Ketika aku masih kuliah di semester delapan, aku mendapat tawaran bekerja di salah satu sekolah di desaku. Tepatnya di MI GUPPI Rakitan. Aku menolak. Saat itu, aku masih mengerjakan skripsi.
Mengerjakan skripsi saja rasanya sudah keteteran sekali, apalagi ditambah dengan beban pekerjaan. Aku merasa tak mampu. Aku berencana mengejar target lulus sebelum pembukaan rekrutmen CPNS dimulai dan akan mengikuti rekrutmen CPNS. Namun, sialnya aku lulus ketika proses rekrutmen telah berakhir. Dan sejak saat itu proses rekrutmen CPNS tak kunjung dibuka.
Aku teringat tawaran untuk bekerja di MI GUPPI Rakitan, tempat dulu aku bersekolah. Aku datang ke sana memakai baju lengan panjang berwarna biru dan mengajukan lamaran pekerjaan. Waktu itu, jumlah guru di sana sudah mencukupi. Ada tujuh guru kelas, satu guru mapel, dan kepala sekolah. Kukira, aku tak akan diterima di sana. Nyatanya, aku diterima juga.
Waktu itu guru mapel olah raga, Pak Jamal, sedang cuti. Jadi untuk sementara, aku menggantikannya mengajar olah raga.
Mengajar olah raga sangat menyiksaku, sebab aku tak menguasai teknik-teknik berolah raga. Teorinya pun aku tak menguasainya. Untunglah, ada kebiasaan jalan-jalan saat jam olah raga sehingga aku bisa memanfaatkannya. Tapi, setelah itu sungguh seperti siksaan. Aku tak tahu harus berbuat apa. Kuambil bola voli dan kuajarkan pasing bawah kepada anak-anak kelas lima. Aku terselamatkan berkat bola voli. Tapi hanya itu yang aku bisa. Tidak mungkin selamanya kuajari mereka pasing bawah, bukan?
Aku langsung terpikir kelasku esok hari. Masih mata pelajaran olah raga, namun kali ini dengan kelas satu dan kelas dua. Apa yang mau kuajarkan. Untunglah ada Youtube dan internet. Aku mencari meteri olah raga kelas satu dan dua lantas menonton di Youtube bagaimana cara mengajarkannya. Namun, tetap saja praktek langsungnya tak pernah berjalan mulus.
Untunglah, aku tak selamanya menjadi guru olah raga. Pada bulan berikutnya aku diberi tugas untuk mengajar matematika. Ini masih lebih baik dari pada mengajar olahraga. Aku masih bisa pelajari lagi materi-materi matematika tingkat dasar. Dan ternyata memang aku bisa. Aku memang tak ada bakat di bidang olah raga. Jadi, mengajar matematika 100% lebih baik dari pada mengajar olah raga.
Aku cukup cepat beradaptasi di sini. Dan yang mengejutkanku adalah, aku merasa senang dan ingin memajukan madrasah tempatku dulu menimba ilmu. Ya, ada perasaan memiliki. Aku merasa bahwa memajukan madrasahku adalah tugas dan tanggung jawabku sebagai seorang alumni.
# # # # # # #
- **Kerjakan soal berikut**
a) Ubah paragraf dalam bacaan yang diawali "Aku teringat tawaran" menjadi daftar poin singkat yang tetap memuat fakta-fakta utamanya.
b) Tuliskan kembali seluruh bagian bacaan, mulai dari "Aku teringat tawaran" terus sampai "menggantikannya mengajar olah raga.", tanpa perubahan sedikit pun.

- **Cuplikan baris data**
# # # # # # #
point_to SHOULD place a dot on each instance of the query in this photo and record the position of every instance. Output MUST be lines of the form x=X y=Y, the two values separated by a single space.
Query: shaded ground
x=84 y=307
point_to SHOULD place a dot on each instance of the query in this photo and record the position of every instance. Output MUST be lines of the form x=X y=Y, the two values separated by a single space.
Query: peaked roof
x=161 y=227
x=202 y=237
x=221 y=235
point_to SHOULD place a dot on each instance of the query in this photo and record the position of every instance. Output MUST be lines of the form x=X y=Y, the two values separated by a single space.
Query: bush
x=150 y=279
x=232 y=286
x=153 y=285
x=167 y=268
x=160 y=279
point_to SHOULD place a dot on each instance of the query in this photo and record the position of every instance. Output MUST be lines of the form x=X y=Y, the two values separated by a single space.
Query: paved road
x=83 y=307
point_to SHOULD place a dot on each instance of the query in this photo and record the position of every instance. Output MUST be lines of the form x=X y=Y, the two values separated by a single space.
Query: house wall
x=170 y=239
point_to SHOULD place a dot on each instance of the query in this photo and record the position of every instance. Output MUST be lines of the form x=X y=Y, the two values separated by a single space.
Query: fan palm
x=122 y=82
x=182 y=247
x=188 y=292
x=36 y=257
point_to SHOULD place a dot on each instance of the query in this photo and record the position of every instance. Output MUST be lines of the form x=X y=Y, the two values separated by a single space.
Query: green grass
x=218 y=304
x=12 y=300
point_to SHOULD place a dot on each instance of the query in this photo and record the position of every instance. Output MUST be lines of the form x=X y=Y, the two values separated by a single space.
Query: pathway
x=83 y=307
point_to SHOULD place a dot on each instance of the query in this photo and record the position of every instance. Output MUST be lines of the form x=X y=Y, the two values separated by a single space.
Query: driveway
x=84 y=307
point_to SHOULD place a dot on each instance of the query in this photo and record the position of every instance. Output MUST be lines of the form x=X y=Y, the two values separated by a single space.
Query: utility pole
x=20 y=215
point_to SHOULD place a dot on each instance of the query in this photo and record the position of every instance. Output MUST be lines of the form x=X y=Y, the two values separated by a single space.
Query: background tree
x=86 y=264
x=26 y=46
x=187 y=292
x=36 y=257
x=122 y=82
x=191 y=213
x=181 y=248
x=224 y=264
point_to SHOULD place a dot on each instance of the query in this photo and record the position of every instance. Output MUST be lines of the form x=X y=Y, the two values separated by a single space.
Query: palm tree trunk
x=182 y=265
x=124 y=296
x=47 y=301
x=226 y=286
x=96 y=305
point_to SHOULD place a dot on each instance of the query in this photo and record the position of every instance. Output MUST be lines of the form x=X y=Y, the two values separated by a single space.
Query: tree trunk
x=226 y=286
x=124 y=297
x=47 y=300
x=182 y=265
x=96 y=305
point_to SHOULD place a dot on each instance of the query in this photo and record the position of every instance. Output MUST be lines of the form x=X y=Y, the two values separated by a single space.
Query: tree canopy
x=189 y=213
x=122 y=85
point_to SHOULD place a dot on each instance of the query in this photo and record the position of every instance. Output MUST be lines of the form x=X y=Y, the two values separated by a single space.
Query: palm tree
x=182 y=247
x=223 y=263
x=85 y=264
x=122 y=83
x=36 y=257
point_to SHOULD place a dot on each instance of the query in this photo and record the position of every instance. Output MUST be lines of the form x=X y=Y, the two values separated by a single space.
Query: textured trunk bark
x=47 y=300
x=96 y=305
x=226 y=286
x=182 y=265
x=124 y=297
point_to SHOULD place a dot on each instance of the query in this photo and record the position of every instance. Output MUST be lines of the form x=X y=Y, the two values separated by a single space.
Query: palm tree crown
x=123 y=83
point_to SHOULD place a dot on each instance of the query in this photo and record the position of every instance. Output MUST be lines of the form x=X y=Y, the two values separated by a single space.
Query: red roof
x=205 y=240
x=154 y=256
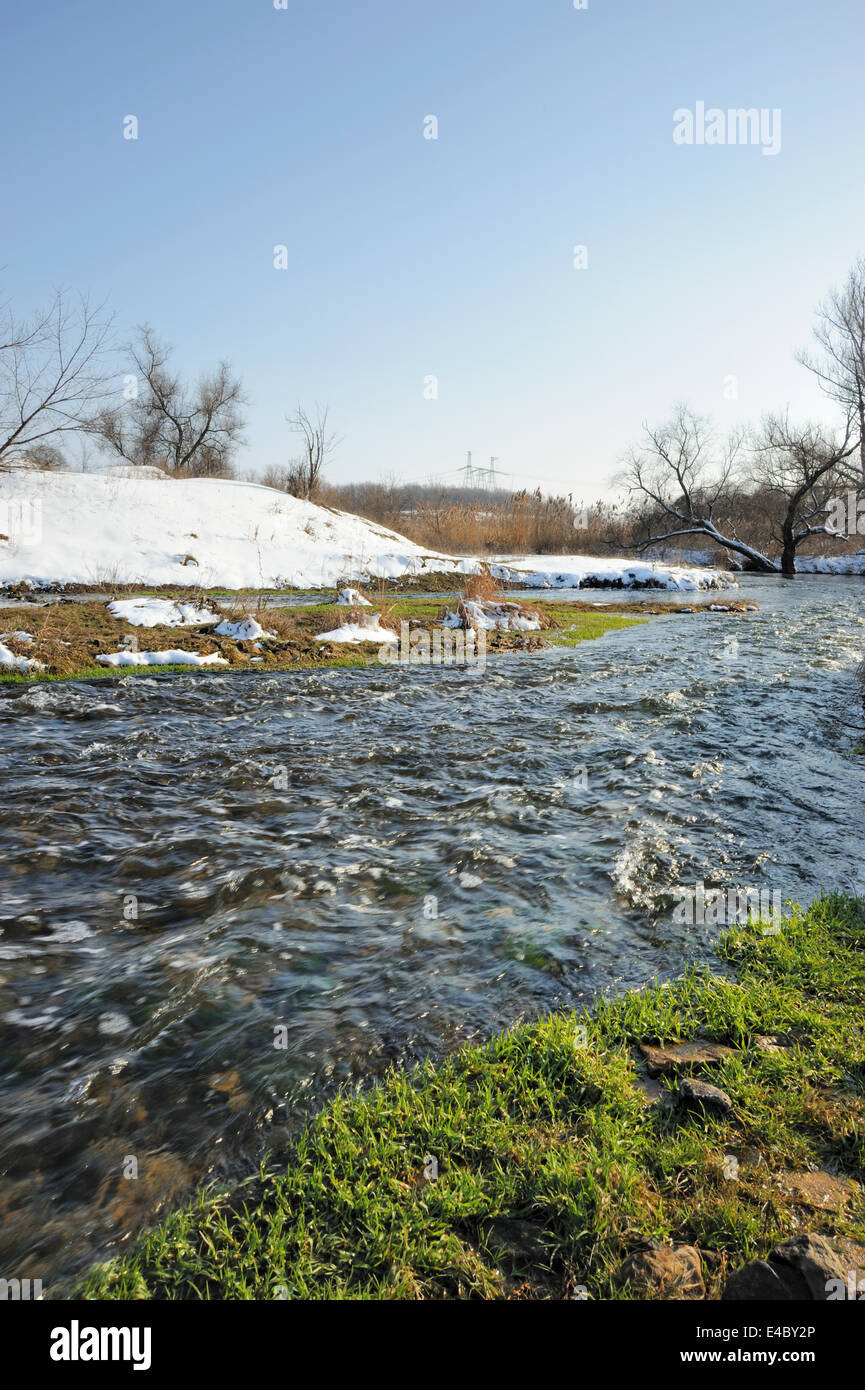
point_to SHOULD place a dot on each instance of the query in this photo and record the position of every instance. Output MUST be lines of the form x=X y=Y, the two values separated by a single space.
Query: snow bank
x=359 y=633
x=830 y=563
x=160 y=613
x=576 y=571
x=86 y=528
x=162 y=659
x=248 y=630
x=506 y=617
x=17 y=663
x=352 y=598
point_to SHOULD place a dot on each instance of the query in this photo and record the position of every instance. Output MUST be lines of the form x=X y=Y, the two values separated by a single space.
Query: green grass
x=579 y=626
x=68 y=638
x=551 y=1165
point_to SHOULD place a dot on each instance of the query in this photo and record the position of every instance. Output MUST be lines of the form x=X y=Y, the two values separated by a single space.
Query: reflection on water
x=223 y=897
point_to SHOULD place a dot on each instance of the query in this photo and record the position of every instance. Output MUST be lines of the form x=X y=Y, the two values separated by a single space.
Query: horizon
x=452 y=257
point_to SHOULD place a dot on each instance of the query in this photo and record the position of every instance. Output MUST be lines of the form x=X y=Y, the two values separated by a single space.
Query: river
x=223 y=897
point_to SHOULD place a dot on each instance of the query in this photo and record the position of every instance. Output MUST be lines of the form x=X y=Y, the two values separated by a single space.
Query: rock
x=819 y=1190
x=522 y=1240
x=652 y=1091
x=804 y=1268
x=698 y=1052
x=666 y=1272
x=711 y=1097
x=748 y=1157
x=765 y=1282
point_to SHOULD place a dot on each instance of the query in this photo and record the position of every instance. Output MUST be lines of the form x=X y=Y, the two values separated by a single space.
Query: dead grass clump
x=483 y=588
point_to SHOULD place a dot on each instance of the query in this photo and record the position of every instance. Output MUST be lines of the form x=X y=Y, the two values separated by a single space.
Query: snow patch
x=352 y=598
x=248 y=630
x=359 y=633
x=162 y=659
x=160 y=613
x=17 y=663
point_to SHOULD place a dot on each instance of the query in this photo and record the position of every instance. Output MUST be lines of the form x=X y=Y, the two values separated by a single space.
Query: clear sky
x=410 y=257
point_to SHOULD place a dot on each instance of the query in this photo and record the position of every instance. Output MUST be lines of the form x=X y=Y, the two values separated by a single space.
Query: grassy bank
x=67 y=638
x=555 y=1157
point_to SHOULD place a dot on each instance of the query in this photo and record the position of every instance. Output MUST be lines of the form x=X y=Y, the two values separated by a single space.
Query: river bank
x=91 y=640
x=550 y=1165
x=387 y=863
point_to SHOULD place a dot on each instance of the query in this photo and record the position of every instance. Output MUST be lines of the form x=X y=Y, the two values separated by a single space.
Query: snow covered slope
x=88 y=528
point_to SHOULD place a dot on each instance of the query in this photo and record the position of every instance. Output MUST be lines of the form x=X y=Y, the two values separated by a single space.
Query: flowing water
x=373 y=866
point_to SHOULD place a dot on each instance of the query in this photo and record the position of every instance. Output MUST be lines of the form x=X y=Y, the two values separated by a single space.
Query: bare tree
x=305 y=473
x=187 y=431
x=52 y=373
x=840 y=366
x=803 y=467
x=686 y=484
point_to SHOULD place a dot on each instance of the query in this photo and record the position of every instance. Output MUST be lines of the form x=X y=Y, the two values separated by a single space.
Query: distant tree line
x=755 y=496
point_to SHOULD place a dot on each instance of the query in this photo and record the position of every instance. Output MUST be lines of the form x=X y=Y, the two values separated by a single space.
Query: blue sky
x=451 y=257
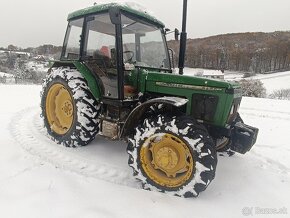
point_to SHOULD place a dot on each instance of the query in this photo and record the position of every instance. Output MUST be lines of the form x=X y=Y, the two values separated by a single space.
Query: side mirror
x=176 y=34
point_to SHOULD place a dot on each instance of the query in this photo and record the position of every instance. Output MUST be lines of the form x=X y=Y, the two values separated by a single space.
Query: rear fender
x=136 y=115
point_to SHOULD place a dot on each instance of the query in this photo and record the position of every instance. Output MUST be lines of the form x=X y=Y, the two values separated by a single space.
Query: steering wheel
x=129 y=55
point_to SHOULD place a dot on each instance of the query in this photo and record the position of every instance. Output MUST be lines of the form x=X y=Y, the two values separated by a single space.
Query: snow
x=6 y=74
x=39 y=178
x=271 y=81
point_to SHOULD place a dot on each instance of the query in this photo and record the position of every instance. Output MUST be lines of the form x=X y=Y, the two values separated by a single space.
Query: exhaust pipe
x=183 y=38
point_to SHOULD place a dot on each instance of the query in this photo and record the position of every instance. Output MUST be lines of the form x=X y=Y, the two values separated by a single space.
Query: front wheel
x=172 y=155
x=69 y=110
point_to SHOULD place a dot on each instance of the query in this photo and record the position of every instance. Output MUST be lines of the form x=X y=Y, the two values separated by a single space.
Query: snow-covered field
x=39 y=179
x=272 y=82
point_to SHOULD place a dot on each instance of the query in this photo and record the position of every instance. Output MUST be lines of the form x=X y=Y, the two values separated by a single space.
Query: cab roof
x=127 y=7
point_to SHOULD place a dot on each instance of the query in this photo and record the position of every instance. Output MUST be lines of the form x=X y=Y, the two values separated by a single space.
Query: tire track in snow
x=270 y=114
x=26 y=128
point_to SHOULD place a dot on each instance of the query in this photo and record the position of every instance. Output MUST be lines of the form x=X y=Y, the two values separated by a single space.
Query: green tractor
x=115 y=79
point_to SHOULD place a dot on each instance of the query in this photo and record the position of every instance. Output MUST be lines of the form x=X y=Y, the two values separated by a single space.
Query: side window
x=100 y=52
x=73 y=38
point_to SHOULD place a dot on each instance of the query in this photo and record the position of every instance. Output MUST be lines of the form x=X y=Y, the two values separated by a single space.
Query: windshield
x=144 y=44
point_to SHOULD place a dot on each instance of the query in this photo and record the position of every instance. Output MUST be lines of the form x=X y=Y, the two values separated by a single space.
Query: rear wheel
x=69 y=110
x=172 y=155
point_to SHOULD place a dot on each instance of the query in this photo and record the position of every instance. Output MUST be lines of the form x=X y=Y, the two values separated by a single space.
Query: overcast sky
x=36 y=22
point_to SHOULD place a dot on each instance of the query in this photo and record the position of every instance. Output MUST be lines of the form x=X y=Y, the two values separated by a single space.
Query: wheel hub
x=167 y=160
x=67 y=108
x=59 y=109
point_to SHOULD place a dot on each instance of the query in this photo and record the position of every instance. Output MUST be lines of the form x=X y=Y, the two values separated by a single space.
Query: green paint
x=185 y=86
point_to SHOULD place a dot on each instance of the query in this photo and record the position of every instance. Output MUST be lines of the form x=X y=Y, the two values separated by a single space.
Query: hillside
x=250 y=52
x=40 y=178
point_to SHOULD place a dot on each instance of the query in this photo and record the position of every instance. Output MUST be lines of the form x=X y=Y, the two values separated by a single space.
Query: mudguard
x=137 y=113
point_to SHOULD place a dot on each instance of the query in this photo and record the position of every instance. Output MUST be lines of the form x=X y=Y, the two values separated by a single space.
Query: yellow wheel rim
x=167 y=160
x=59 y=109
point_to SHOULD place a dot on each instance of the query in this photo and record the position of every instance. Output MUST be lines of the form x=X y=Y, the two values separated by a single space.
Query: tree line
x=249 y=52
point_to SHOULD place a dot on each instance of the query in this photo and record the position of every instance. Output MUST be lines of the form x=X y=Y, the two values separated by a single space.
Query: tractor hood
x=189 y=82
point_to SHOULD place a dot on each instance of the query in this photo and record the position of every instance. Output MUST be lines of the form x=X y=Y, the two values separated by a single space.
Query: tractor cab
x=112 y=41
# # # # # # #
- **Hasil latihan**
a)
- Teringat tawaran kerja di MI GUPPI Rakitan, sekolah tempat dulu bersekolah.
- Datang ke sana memakai baju lengan panjang biru dan mengajukan lamaran.
- Jumlah guru saat itu sudah mencukupi: tujuh guru kelas, satu guru mapel, dan kepala sekolah.
- Sempat mengira tidak akan diterima, tetapi ternyata diterima.

b)
Aku teringat tawaran untuk bekerja di MI GUPPI Rakitan, tempat dulu aku bersekolah. Aku datang ke sana memakai baju lengan panjang berwarna biru dan mengajukan lamaran pekerjaan. Waktu itu, jumlah guru di sana sudah mencukupi. Ada tujuh guru kelas, satu guru mapel, dan kepala sekolah. Kukira, aku tak akan diterima di sana. Nyatanya, aku diterima juga.
Waktu itu guru mapel olah raga, Pak Jamal, sedang cuti. Jadi untuk sementara, aku menggantikannya mengajar olah raga.